_EXERCISE BRIEF_
Reproduce the items starting at the line that contains "Query: blue polo shirt" and ending at the final line of the items, keeping every line in order. Offset each coordinate pair by adding 76 to both of its numbers.

----------------------------------------

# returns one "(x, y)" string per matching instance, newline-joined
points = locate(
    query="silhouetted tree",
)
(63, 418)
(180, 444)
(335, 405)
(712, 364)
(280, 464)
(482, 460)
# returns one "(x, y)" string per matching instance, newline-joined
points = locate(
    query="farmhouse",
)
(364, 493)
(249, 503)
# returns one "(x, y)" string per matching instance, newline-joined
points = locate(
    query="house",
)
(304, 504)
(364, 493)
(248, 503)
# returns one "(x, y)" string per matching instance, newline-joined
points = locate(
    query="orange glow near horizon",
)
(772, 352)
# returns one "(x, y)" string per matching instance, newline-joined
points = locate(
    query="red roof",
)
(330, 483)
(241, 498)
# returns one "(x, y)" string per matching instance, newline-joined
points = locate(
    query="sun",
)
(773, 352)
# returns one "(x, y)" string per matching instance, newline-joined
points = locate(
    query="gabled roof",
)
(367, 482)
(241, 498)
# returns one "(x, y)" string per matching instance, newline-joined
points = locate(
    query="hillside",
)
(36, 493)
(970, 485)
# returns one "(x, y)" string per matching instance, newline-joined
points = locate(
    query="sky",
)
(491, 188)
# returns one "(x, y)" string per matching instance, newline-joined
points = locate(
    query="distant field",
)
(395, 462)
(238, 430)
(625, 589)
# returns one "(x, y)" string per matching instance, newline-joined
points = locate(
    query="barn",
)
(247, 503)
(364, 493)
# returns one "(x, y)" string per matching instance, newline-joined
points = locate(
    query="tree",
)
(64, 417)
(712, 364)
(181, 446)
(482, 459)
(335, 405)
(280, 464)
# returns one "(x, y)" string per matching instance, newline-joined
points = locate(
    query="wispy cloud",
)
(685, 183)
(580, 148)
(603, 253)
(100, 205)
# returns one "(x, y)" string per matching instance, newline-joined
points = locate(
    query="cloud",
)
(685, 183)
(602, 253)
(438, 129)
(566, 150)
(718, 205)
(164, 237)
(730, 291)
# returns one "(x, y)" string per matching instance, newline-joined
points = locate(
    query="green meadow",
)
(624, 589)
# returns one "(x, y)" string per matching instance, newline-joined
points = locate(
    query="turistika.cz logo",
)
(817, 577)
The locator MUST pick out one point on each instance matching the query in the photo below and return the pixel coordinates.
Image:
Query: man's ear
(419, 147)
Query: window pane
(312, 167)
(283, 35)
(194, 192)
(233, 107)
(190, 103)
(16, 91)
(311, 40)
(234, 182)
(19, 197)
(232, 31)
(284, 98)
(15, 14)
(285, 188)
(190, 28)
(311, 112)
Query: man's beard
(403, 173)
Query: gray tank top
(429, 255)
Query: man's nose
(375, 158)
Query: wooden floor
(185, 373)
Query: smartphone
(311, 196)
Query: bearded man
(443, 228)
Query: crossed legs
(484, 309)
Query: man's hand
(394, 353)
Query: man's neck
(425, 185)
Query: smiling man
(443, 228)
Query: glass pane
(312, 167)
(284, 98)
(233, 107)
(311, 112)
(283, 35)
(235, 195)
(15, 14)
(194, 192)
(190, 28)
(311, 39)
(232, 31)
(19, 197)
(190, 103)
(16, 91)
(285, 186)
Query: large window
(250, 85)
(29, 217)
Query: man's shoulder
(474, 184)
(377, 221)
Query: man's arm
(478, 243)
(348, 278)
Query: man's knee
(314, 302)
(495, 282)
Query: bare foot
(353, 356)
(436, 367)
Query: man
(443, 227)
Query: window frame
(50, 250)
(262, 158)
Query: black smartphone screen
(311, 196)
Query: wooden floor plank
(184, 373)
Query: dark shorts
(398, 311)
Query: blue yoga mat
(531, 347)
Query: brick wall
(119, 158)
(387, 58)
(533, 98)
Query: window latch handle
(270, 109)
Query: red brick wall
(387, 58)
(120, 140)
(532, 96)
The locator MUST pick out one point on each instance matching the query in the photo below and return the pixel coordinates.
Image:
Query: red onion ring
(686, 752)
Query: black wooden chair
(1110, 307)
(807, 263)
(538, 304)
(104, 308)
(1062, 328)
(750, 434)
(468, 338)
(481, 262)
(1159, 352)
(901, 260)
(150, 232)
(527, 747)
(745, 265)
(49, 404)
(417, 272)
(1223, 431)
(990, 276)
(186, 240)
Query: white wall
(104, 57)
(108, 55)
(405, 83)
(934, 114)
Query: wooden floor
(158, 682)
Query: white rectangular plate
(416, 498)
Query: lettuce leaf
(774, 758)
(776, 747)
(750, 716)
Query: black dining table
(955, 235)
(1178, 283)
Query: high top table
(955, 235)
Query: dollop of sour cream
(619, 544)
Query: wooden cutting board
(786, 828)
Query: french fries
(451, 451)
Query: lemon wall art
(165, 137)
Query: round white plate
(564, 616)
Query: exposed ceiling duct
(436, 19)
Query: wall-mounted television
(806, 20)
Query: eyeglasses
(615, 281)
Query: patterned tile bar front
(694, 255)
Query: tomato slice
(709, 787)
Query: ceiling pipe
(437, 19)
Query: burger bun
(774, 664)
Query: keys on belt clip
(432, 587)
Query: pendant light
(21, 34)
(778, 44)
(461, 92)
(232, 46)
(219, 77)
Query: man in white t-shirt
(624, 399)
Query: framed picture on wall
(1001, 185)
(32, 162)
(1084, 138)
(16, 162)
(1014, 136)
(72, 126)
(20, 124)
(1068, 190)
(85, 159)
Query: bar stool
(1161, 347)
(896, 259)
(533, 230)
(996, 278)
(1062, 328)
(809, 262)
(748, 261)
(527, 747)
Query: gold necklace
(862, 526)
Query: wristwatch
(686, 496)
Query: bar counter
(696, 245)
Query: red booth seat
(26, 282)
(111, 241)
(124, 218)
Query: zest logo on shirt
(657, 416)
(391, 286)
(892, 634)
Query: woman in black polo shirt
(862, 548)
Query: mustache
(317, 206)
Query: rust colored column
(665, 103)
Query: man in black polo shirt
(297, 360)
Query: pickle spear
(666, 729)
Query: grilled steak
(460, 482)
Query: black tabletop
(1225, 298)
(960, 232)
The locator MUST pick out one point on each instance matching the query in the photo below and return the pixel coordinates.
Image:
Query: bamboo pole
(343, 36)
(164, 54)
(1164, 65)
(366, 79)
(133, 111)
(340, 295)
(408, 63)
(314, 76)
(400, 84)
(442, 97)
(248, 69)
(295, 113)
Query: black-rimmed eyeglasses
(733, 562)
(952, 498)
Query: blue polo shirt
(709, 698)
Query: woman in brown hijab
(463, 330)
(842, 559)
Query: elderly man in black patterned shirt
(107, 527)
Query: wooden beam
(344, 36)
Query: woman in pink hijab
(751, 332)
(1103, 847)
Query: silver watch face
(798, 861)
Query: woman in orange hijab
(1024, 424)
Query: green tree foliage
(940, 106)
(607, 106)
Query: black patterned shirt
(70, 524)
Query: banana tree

----------------------------------------

_RESULT OF THIS EXERCISE_
Query: blue polo shirt
(785, 774)
Query: woman in brown hijab
(539, 406)
(918, 635)
Query: elderly man in black patterned shirt
(183, 603)
Query: wooden beam
(420, 112)
Query: woman in pink hijab
(827, 408)
(1179, 923)
Query: silver watch face
(874, 937)
Query: woman in orange hijab
(1100, 500)
Query: green tree foliage
(1016, 182)
(683, 182)
Query: black patterned shirt
(146, 600)
Query: banana tree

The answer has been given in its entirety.